## [READING TEXT]
Haystack is also open source in the sense that it is a participant in and beneficiary of the generous and thriving open source software ecosystem. From a brief glance at our repo, you’ll be able to see how we stand on the shoulders of other open source giants and we are indebted to all the work they put into their projects. Just as they gave us the tools to build Haystack, we’d like to give back to the community and support your projects. Through regular exchange with programmers of all types, we’ve been able to get a better sense of what is needed and what problems are shared. We strive to be responsive to feedback and we look forward to your feature ideas and pull requests. Haystack is a collaborative effort to tackle the challenge of improving search and it is our goal to help you build great search systems.

Making Neural Search Scalable via the Retriever-Reader-Design

At this point, it’s worth diving into the individual parts that make Haystack work. As mentioned, Haystack is a fusion of technologies from natural language processing (NLP), information retrieval (IR) and Backend Engineering but the most important components, the Document Store, Retriever and Reader, are diagrammed below.

## [WHAT IS REQUIRED]
Write out the Haystack text word for word, beginning with "Making Neural Search" and ending after "are diagrammed below.".

## [DATA LISTING]
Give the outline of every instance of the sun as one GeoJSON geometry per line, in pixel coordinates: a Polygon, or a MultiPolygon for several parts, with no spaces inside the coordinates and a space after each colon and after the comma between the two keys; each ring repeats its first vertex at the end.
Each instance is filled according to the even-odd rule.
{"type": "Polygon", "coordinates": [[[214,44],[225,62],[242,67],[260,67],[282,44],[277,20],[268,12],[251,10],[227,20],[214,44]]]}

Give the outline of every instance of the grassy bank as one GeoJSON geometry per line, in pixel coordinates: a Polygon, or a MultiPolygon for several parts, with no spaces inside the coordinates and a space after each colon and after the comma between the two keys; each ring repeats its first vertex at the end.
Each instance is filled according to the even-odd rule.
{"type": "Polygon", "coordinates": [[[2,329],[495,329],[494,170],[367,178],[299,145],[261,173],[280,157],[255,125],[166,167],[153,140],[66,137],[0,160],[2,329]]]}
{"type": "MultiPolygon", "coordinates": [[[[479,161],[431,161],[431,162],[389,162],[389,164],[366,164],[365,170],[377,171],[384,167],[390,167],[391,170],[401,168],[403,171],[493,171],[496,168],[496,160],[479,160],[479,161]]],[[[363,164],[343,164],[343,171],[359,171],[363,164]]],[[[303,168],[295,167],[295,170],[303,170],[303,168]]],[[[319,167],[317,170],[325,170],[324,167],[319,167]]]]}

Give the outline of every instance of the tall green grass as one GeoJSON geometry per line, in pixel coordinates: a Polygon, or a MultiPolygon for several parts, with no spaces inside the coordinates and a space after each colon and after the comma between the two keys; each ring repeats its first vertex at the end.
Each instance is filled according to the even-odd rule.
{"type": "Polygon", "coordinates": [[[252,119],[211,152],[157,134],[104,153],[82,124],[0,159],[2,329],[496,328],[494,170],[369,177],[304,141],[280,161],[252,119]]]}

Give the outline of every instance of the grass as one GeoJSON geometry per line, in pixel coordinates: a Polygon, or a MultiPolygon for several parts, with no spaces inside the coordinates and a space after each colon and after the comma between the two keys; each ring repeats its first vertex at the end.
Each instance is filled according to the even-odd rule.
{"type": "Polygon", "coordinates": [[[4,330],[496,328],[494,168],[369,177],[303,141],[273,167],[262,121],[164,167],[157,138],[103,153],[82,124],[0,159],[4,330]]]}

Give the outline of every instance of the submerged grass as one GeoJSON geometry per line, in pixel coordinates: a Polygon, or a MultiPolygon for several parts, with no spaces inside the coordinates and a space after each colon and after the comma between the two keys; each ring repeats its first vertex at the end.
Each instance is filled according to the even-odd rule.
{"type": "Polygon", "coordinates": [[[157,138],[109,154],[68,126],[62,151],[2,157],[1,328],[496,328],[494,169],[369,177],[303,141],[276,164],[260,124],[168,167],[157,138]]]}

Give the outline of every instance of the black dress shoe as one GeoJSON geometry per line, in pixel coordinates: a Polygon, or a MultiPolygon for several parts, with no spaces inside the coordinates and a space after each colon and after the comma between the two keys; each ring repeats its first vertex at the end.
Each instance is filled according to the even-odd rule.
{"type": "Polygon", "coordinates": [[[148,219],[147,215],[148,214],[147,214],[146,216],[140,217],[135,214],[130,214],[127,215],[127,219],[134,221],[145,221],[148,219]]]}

## [TASK ANSWER]
Making Neural Search Scalable via the Retriever-Reader-Design

At this point, it’s worth diving into the individual parts that make Haystack work. As mentioned, Haystack is a fusion of technologies from natural language processing (NLP), information retrieval (IR) and Backend Engineering but the most important components, the Document Store, Retriever and Reader, are diagrammed below.